- Work to do -
1. Retype the stretch of the regulator and solenoid passage from "b. Engages the" through "of the engine.".
2. In the regulator and solenoid passage, what makes the pull-in winding produce a greater magnetic field than the hold-in winding?
3. Carry on the regulator and solenoid passage from the point where it stops.

- Selected passage -
================
The voltage regulator is a solid state (transistor, no moving parts) electronic switch. It feels the voltage in the system and gives the necessary field current (current to the field windings of the alternator) for the alternator to make the needed voltage. The voltage regulator controls the field current to the alternator by switching on and off many times a second. There is no voltage adjustment for this regulator.

Alternator Regulator (9G7567)

Regulator (9G7567)

The voltage regulator is an electronic switch. It feels the voltage in the system and gives the necessary field current (current to the field windings of the alternator) for the alternator to make the needed voltage. The voltage regulator controls the field current to the alternator by switching on and off many times a second.

Starting System Components

Solenoid

A solenoid is a magnetic switch that does two basic operations.

a. Closes the high current starting motor circuit with a low current start switch circuit.

b. Engages the starting motor pinion with the ring gear.

Typical Solenoid Schematic

The solenoid switch is made of an electromagnet (one or two sets of windings) around a hollow cylinder. There is a plunger (core) with a spring load inside the cylinder that can move forward and backward. When the start switch is closed and electricity is sent through the windings, a magnetic field is made that pulls the plunger forward in the cylinder. This moves the shift lever (connected to the rear of the plunger) to engage the pinion drive gear with the ring gear. The front end of the plunger then makes contact across the battery and motor terminals of the solenoid, and the starting motor begins to turn the flywheel of the engine.

When the start switch is opened, current no longer flows through the windings. The spring now pushes the plunger back to the original position, and at the same time, moves the pinion gear away from the flywheel.

When two sets of windings in the solenoid are used, they are called the hold-in windings and the pull-in winding. Both have the same number of turns around the cylinder, but the pull-in winding uses a larger diameter wire to produce a greater magnetic field. When the start switch is closed, part of the current flows from the battery through the hold-in winding, and the rest flows through the pull-in windings to motor terminal, then through the motor to ground. When the solenoid is fully activated (connection across battery and motor terminal is complete), current is shut off through the pull-in windings. Now only the smaller hold-in windings are in operation for the extended period of time it takes to start the engine. The solenoid will now take less current from the battery, and heat made by the solenoid will be kept at an acceptable level.
================
- Data records -
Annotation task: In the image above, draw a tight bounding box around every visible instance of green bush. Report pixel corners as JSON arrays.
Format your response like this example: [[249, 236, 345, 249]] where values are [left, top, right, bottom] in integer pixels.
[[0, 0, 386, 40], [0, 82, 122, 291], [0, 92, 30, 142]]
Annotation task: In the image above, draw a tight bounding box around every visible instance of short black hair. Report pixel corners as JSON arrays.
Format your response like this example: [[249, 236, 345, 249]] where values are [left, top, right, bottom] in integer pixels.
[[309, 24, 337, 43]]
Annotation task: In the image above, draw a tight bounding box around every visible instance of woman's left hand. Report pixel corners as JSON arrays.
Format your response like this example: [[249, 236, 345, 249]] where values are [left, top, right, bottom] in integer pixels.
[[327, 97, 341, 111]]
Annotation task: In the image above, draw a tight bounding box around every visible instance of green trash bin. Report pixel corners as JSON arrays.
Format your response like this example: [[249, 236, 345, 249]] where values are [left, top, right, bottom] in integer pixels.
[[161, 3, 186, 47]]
================
- Answers for this exercise -
1.
b. Engages the starting motor pinion with the ring gear.

Typical Solenoid Schematic

The solenoid switch is made of an electromagnet (one or two sets of windings) around a hollow cylinder. There is a plunger (core) with a spring load inside the cylinder that can move forward and backward. When the start switch is closed and electricity is sent through the windings, a magnetic field is made that pulls the plunger forward in the cylinder. This moves the shift lever (connected to the rear of the plunger) to engage the pinion drive gear with the ring gear. The front end of the plunger then makes contact across the battery and motor terminals of the solenoid, and the starting motor begins to turn the flywheel of the engine.

2. The pull-in winding uses a larger diameter wire.

3.
Starting Motor

The starting motor is used to turn the engine flywheel fast enough to get the engine to start running.

The starting motor has a solenoid. When the start switch is activated, the solenoid will move the starting motor pinion to engage it with the ring gear on the flywheel of the engine. The starting motor pinion will engage with the ring gear before the electric contacts in the solenoid close the circuit between the battery and the starting motor. When the circuit between the battery and the starting motor is complete, the pinion will turn the engine flywheel. A clutch gives protection for the starting motor so that the engine cannot turn the starting motor too fast. When the start switch is released, the starting motor pinion will move away from the ring gear.

Starting Motor Cross Section
(1) Field. (2) Solenoid. (3) Clutch. (4) Pinion. (5) Commutator. (6) Brush assembly. (7) Armature.

Other Components

Circuit Breaker

The circuit breaker is a switch that opens the battery circuit if the current in the electrical system goes higher than the rating of the circuit breaker.

A heat activated metal disc with a contact point makes complete the electric circuit through the circuit breaker. If the current in the electrical system gets too high, it causes the metal disc to get hot. This heat causes a distortion of the metal disc which opens the contacts and breaks the circuit. A circuit breaker that is open can be reset (an adjustment to make the circuit complete again) after it becomes cool. Push the reset button to close the contacts and reset the circuit breaker.

Circuit Breaker Schematic
(1) Reset button. (2) Disc in open position. (3) Contacts. (4) Disc. (5) Battery circuit terminals.

Shutoff Solenoid

The rack shutoff solenoid, when activated, moves the shutoff lever in the governor housing which in turn moves the fuel rack to the fuel closed position. The solenoid is activated by a manual control switch.

Grounded Electrical Systems

These systems are used in applications when it is not necessary to prevent radio distortion and/or chemical changes (electrolysis) of grounded components.

(Regulator Inside Alternator)

Charging System
(1) Ammeter. (2) Alternator. (3) Battery.

Charging System With Electric Starting Motor
(1) Start switch. (2) Ammeter. (3) Alternator. (4) Battery. (5) Starting motor.

(Regulator Separate From Alternator)

Charging System
(1) Ammeter. (2) Regulator. (3) Battery. (4) Pressure switch. (5) Alternator.

Charging System With Electric Starting Motor
(1) Start switch. (2) Ammeter. (3) Regulator. (4) Starting motor. (5) Battery. (6) Pressure switch. (7) Alternator.

(Starting Systems)

Starting System
(1) Start switch. (2) Starting Motor. (3) Battery.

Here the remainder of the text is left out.